**Description of the task**.
What follows is a listing to be transcribed exactly.

**Excerpted data**.
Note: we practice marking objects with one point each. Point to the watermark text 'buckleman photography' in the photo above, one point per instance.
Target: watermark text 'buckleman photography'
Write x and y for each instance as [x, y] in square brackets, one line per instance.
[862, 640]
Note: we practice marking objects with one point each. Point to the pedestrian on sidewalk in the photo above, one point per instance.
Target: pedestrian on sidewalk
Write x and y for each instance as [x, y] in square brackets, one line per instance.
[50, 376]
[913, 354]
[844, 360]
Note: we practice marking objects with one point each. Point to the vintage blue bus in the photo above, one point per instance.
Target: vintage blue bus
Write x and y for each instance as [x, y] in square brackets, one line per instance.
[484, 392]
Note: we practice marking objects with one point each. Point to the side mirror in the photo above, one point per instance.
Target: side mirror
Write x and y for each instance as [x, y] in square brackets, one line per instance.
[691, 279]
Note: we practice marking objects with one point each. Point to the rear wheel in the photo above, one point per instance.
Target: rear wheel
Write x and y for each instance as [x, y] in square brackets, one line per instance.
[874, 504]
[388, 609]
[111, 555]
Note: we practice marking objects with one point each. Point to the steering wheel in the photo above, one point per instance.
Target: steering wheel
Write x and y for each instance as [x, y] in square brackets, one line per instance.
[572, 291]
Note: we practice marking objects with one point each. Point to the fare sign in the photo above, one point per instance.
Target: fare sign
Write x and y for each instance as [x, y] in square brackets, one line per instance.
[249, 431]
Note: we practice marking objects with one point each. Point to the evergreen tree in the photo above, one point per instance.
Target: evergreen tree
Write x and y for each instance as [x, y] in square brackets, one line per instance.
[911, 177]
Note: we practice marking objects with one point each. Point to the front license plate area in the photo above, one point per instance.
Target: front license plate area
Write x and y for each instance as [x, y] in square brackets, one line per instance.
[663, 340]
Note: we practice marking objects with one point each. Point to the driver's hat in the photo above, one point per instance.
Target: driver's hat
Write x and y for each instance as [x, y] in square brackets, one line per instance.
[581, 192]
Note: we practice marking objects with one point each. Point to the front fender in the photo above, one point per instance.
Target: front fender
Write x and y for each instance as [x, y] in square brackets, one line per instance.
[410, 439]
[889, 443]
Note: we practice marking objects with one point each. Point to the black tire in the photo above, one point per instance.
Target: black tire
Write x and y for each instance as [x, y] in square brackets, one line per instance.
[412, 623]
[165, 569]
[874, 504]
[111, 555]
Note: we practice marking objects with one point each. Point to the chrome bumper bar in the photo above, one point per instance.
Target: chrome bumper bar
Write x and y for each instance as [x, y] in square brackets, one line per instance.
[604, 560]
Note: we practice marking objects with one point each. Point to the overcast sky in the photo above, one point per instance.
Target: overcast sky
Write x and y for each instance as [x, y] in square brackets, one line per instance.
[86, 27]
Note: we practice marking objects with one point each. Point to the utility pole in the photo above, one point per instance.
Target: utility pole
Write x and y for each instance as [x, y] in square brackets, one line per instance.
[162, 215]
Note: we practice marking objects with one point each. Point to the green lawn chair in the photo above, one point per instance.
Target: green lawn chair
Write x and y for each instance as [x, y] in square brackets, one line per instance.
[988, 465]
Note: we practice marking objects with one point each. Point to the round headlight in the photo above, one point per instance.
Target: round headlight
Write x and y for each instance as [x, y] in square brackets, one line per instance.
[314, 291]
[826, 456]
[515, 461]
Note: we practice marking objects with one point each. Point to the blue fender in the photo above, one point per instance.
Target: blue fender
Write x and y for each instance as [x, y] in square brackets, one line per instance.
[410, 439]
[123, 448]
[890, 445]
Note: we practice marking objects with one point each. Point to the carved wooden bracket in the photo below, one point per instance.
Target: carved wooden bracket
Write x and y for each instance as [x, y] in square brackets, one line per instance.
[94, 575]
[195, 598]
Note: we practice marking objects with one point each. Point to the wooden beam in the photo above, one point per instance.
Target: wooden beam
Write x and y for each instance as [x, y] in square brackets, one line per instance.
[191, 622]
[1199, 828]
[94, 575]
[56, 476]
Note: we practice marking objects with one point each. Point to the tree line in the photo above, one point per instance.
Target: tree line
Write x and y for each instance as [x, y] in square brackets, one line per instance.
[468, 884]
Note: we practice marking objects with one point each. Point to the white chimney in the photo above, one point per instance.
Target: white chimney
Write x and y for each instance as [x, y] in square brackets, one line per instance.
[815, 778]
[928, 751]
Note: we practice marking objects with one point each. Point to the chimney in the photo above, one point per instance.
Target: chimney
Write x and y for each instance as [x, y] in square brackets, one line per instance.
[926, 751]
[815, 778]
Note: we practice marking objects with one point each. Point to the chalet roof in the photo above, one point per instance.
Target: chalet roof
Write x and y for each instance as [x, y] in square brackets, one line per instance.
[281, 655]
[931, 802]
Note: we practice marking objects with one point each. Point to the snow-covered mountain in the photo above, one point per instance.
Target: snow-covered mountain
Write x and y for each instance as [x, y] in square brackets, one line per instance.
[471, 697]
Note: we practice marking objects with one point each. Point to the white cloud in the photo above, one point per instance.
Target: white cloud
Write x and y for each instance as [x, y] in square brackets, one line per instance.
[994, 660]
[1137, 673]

**Right answer**.
Note: we practice marking objects with one point each. Point to the watermark text 'buckleman photography' in the photo above, one point per instance.
Target: watermark text 'buckleman photography'
Write x and y for each instance as [x, y] in square brackets, one line per instance.
[862, 640]
Note: we practice marking objects with one point each. Point to the pedestrian on sidewalk in the photo above, one point per instance.
Target: pedestrian on sidewalk
Write x and y for each instance as [x, y] in square brackets, one line per instance.
[50, 376]
[913, 354]
[844, 360]
Note: we practice marking objects with one point each. Point to the vintage blue bus in the photo above, one point per instance.
Target: vintage blue bus
Write x and y for each instance as [x, y] in square brackets, one line per instance.
[484, 392]
Note: we practice marking objects with one point each. Point to the side mirror in the photo above, one point per instance.
Target: side mirror
Write x and y for each instance as [x, y] in square brackets, one line per instance.
[691, 279]
Note: we practice marking objects with one point each. Point to the rear wheel in the photo above, one point per instance.
Target: rear wheel
Write x and y for each instance as [x, y] in square brackets, one line per instance.
[874, 504]
[388, 609]
[111, 555]
Note: we practice marking objects with one point each. Point to the steering wheel in the photo above, one point per instance.
Target: steering wheel
Write x and y for each instance as [x, y] in square brackets, one line per instance.
[572, 291]
Note: we practice marking objects with one point each. Point to the fare sign in the photo above, one point per instance.
Target: fare sign
Write x and y for each instance as [x, y] in square brackets, one line per instance.
[249, 431]
Note: we practice marking objects with one point each. Point to the evergreen tree in the photo above, one point per instance.
Target: evergreen tree
Write x and y for each instance as [x, y] in square brackets, one line per instance.
[911, 177]
Note: we practice marking objects with one point each. Point to the front license plate area in the photo above, one point per instance.
Target: front license plate area
Write x and y for each instance as [x, y] in square brackets, one line per instance.
[663, 340]
Note: we practice marking objects with one point each. Point to the driver's hat in the photo above, one point per instance.
Target: driver's hat
Write x and y for each instance as [x, y] in square brackets, one line per instance.
[581, 192]
Note: we practice marking objects with one point each. Point to the front fender in the photo above, one point per instance.
Target: front fender
Write x and y for each instance as [x, y] in square brackets, one line per instance.
[410, 439]
[889, 443]
Note: we practice marking objects with one point each. Point to the black tire in the photo above, one point per instance.
Target: black tire
Write x and y for each instance as [x, y] in square brackets, one line per instance.
[412, 623]
[165, 569]
[874, 504]
[111, 555]
Note: we practice marking objects with one point each. Point to the chrome bumper bar in the photo above, one point per instance.
Target: chrome bumper bar
Write x and y for each instance as [x, y] in square brackets, one line per instance.
[604, 560]
Note: we practice marking objects with one point each. Point to the overcast sky in the photo above, one point per instance.
Target: overcast sky
Write x and y for each instance as [x, y] in square brackets, one line per instance.
[86, 27]
Note: we practice marking objects with one point each. Point to the utility pole in the photo above, one point per instance.
Target: utility pole
Write x and y for each instance as [x, y] in square brackets, one line per instance.
[162, 215]
Note: we practice marking objects with one point each. Point to the green lawn chair in the photo above, one point per instance.
Target: green lawn chair
Write x and y for each instance as [x, y] in square brackets, one line per instance.
[988, 465]
Note: we practice marking objects with one point each. Point to the round headlight in the photo above, one point per instance.
Target: round headlight
Write x and y for each instance as [x, y] in square brackets, one line per instance.
[314, 291]
[826, 456]
[515, 461]
Note: we practice marking objects with one point each. Point to the blue fender in the photo above, one point per instance.
Target: blue fender
Write x and y for each instance as [x, y] in square brackets, one line per instance.
[410, 439]
[123, 448]
[890, 445]
Note: we practice marking objects with one point each. Point to the carved wooden bracket in the photo below, one point per instance.
Target: carved wooden bracket
Write x and y for each instance as [x, y] in square brackets, one line per instance.
[94, 575]
[195, 598]
Note: we practice marking objects with one point each. Point to the wooden beam in the photo above, one point per instance.
Target: wooden beam
Write x and y for each instance as [x, y] in square brackets, one line per instance.
[191, 622]
[1199, 828]
[94, 575]
[56, 476]
Note: we practice marking objects with one point each. Point to the tree line in the photo above, one point per instance.
Target: tree line
Write x and y for each instance as [x, y] in square brackets, one line per instance.
[468, 884]
Note: we practice marking objects with one point each. Point to the white chimney in the photo above, one point per instance.
Target: white chimney
Write x and y for each instance as [x, y] in square brackets, one line per instance.
[815, 778]
[928, 751]
Note: we practice marking objects with one point each. Point to the chimney in the photo above, one point per instance.
Target: chimney
Write x and y for each instance as [x, y] in square brackets, one line per instance.
[926, 751]
[815, 778]
Note: we practice marking objects with one point each. Point to the chalet roof in the photo above, one point per instance.
Target: chalet roof
Write x and y for each instance as [x, y] in square brackets, one line per instance.
[281, 655]
[931, 802]
Note: we practice marking objects with one point each. Point to the snow-covered mountain in the photo above, one point per instance.
Target: snow-covered mountain
Write x and y for each instance as [x, y] in square brackets, one line per instance.
[471, 697]
Note: we practice marking objects with one point each. Point to the white cloud in the photo above, one point per instance.
Target: white cloud
Write x and y for each instance as [x, y] in square brackets, one line per instance.
[994, 660]
[1137, 673]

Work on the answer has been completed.